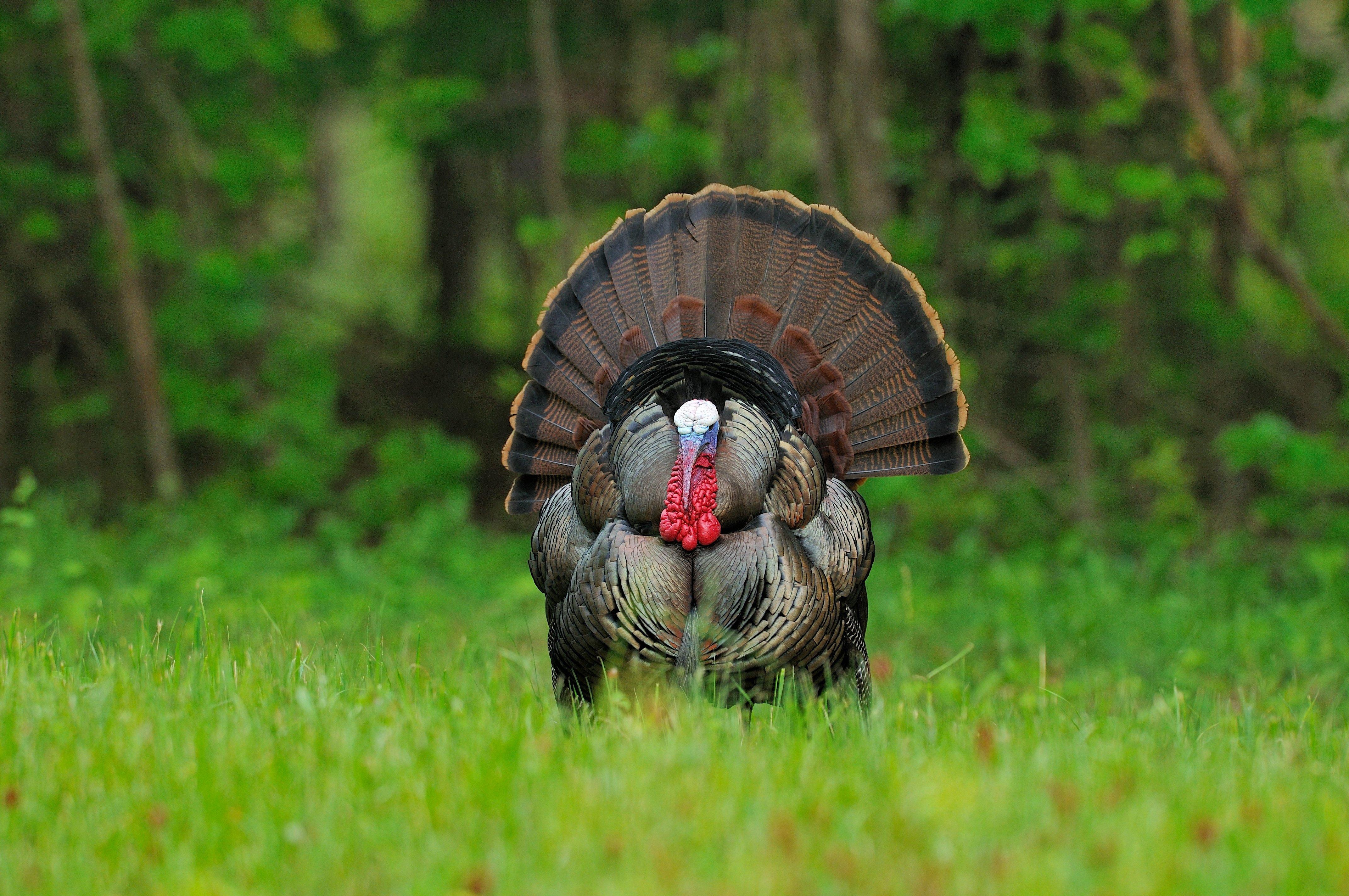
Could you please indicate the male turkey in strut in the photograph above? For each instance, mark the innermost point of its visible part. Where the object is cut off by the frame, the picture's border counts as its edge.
(709, 386)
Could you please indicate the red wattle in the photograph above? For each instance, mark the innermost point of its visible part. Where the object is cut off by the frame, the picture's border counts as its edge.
(691, 519)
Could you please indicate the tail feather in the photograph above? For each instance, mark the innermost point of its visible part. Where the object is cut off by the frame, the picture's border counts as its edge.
(529, 493)
(755, 251)
(659, 227)
(755, 322)
(718, 216)
(555, 373)
(879, 386)
(938, 417)
(543, 416)
(625, 250)
(570, 328)
(594, 289)
(523, 454)
(942, 455)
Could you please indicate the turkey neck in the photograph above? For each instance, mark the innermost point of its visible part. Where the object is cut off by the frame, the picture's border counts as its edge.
(690, 515)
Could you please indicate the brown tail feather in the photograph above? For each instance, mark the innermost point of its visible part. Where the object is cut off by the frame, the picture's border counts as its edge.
(718, 219)
(946, 454)
(683, 318)
(543, 416)
(753, 320)
(529, 493)
(879, 385)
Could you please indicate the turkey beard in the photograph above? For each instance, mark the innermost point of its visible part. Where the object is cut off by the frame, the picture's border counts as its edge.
(690, 515)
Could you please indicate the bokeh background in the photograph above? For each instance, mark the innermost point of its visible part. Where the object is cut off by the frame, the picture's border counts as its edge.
(339, 221)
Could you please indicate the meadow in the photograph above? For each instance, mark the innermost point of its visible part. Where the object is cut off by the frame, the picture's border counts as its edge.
(196, 709)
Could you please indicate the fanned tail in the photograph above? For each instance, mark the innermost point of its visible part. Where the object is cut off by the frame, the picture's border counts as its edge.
(880, 388)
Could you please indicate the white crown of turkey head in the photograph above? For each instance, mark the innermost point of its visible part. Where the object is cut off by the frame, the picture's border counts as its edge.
(695, 417)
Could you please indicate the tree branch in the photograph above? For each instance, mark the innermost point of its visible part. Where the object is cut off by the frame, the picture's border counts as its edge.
(1228, 165)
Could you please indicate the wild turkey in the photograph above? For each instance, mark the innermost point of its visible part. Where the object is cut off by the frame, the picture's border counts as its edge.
(708, 388)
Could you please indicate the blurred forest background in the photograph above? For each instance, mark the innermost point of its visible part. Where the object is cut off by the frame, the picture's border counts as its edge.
(270, 266)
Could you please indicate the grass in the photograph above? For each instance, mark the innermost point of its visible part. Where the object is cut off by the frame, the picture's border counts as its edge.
(1117, 726)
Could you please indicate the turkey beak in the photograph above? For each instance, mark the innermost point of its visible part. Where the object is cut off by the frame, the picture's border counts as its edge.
(692, 446)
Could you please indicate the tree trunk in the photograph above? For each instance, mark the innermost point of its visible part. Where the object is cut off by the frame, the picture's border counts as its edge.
(552, 113)
(811, 84)
(135, 315)
(1077, 422)
(870, 199)
(1225, 161)
(7, 428)
(450, 242)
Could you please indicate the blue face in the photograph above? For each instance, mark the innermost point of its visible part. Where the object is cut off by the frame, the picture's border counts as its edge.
(694, 443)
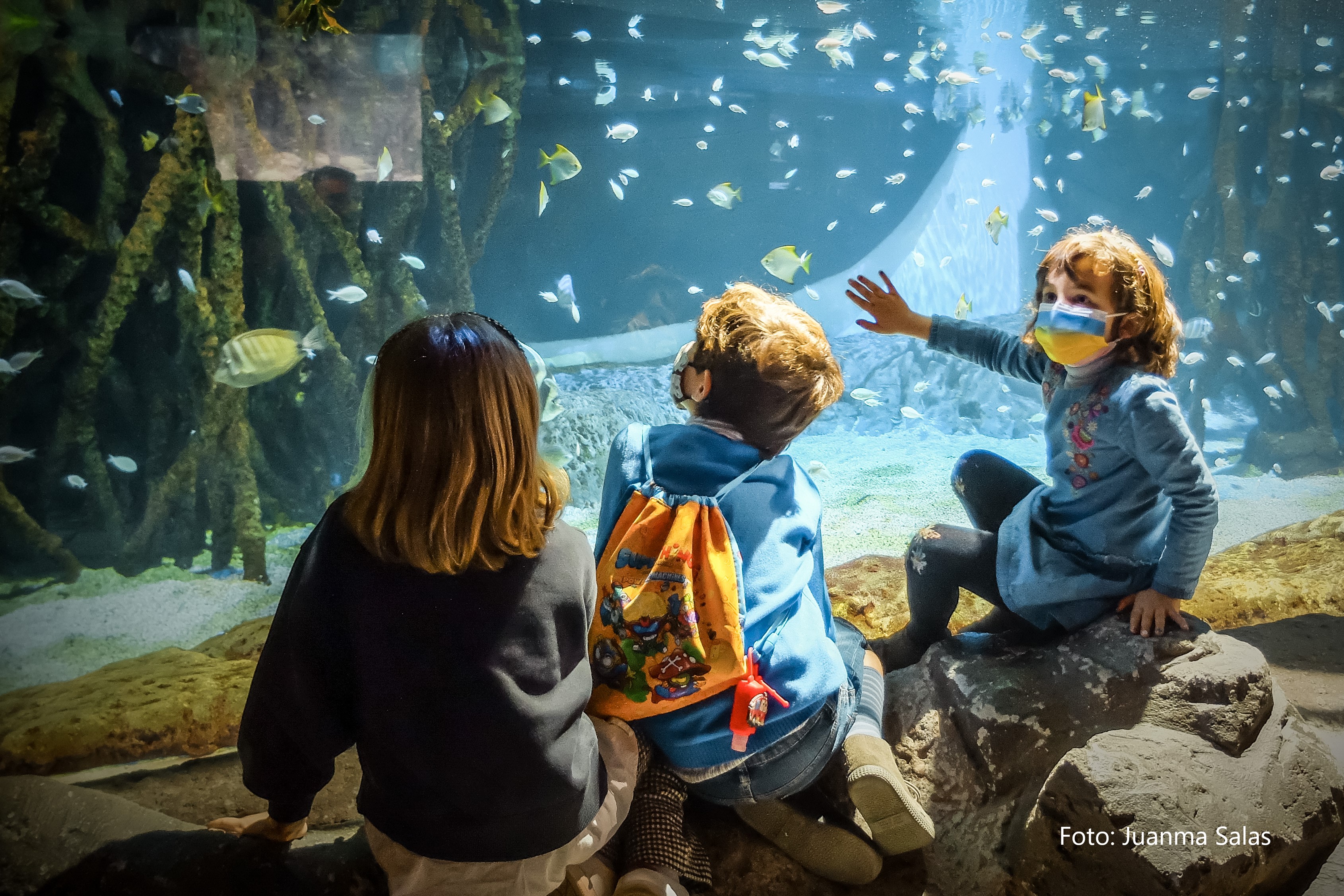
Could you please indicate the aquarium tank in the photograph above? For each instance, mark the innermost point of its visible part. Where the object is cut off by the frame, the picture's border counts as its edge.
(213, 213)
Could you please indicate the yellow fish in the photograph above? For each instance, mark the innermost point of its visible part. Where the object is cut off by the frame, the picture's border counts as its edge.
(724, 196)
(963, 308)
(1095, 113)
(494, 108)
(784, 262)
(563, 164)
(995, 224)
(262, 355)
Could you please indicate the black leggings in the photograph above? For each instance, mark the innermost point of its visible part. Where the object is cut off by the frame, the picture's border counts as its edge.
(943, 559)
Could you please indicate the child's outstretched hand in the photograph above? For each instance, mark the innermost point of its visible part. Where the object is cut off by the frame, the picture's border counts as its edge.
(1151, 612)
(890, 312)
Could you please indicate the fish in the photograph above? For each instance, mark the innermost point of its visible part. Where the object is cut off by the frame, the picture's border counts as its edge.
(123, 463)
(784, 262)
(563, 164)
(1162, 250)
(14, 289)
(11, 455)
(1198, 328)
(724, 195)
(261, 355)
(349, 295)
(1095, 112)
(190, 103)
• • • • • • •
**Aim of the exercise**
Quote exactly the line containing "Could you please indicate the fish" and every later line through the end of the listing, and no other lines.

**Answer to the exercise**
Could you please indicate the fish in the photograph above? For each instance, mark the innermost point of its visible part. Where the object is cut off by the frame, the picture's border counts as its edge.
(123, 463)
(784, 262)
(563, 164)
(1162, 250)
(14, 289)
(11, 455)
(1198, 328)
(724, 195)
(261, 355)
(349, 295)
(1095, 112)
(190, 103)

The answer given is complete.